* [Problem description] Output every line exactly as written. Leave out pictures.

Items from a dataset
----------------------------------------

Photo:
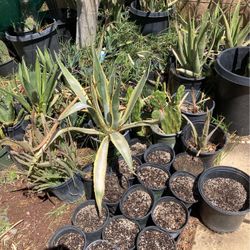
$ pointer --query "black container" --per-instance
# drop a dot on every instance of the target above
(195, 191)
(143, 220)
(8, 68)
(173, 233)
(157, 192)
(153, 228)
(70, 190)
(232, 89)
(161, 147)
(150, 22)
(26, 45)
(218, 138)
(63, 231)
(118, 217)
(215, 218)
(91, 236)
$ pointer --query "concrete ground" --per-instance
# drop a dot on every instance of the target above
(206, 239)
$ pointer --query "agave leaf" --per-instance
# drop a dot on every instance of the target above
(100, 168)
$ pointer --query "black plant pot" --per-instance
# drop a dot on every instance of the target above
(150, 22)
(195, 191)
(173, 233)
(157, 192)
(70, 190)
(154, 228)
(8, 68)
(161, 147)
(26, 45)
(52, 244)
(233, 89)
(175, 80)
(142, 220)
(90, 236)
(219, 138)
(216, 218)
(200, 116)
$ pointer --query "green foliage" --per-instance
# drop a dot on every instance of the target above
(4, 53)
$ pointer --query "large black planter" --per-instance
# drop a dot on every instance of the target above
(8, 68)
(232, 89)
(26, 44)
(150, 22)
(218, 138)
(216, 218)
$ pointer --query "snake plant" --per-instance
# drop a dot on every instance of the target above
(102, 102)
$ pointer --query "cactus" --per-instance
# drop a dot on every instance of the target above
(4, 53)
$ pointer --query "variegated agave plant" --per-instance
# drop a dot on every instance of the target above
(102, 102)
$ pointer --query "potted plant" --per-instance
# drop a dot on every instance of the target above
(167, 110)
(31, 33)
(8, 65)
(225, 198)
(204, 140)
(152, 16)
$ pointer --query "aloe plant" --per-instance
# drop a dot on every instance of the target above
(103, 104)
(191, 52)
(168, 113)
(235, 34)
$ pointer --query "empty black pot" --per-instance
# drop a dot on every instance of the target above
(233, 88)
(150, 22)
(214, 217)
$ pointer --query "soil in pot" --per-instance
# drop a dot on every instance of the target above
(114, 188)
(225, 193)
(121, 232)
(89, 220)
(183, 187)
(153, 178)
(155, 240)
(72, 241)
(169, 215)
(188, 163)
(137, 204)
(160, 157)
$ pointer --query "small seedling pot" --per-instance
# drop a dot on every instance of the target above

----------------------------------------

* [Worked answer]
Photo:
$ pointer --query "black container" --per-instance
# drop a dot on every instance of the target above
(195, 191)
(143, 220)
(8, 68)
(173, 233)
(157, 192)
(153, 228)
(70, 190)
(232, 89)
(161, 147)
(150, 22)
(26, 45)
(218, 138)
(63, 231)
(118, 217)
(215, 218)
(91, 236)
$ pointer --query "concrete ground" --per-instance
# drop a dot on every instance of the target above
(206, 239)
$ pointer --query "agave leaf" --per-instance
# drop a dot on every instance of the target above
(100, 168)
$ pointer --query "black plant pot" --per-instance
# drop a dot on every instance of the target above
(150, 22)
(195, 191)
(173, 233)
(157, 192)
(70, 190)
(154, 228)
(8, 68)
(161, 147)
(26, 45)
(52, 244)
(233, 89)
(175, 80)
(142, 220)
(90, 236)
(219, 138)
(216, 218)
(200, 116)
$ pointer --query "green foliage" --per-instance
# drop a dot on every instance of the target above
(4, 53)
$ pointer --query "large black planter" --per-instance
# drop a dot on every instance of the target above
(8, 68)
(232, 89)
(26, 44)
(150, 22)
(218, 138)
(216, 218)
$ pointer --query "snake plant" --per-instance
# drop a dot on every instance of the target above
(102, 102)
$ pointer --query "cactus" --per-instance
# drop a dot on every instance of the target above
(4, 53)
$ pointer --query "variegated agave plant" --per-instance
# drop a dot on every instance of the target above
(102, 102)
$ pointer --query "potted plant" --per-instance
# drop a dot on every instance of the target above
(167, 110)
(31, 33)
(8, 65)
(225, 198)
(204, 140)
(152, 16)
$ pointer --query "aloe plant" --per-instance
# drop a dot on every instance of the target above
(103, 104)
(191, 52)
(168, 113)
(235, 34)
$ pointer --query "empty black pot" --per-instance
# drop a dot on every instance of the target above
(233, 88)
(150, 22)
(214, 217)
$ pointer --query "soil in pot" --per-instance
# drop a dot on every instance of the target above
(114, 188)
(225, 193)
(121, 232)
(89, 220)
(183, 187)
(153, 178)
(155, 240)
(72, 241)
(169, 215)
(188, 163)
(137, 204)
(160, 157)
$ pointer --query "small seedling pot" --per-instance
# drop a dot on every instance of the target above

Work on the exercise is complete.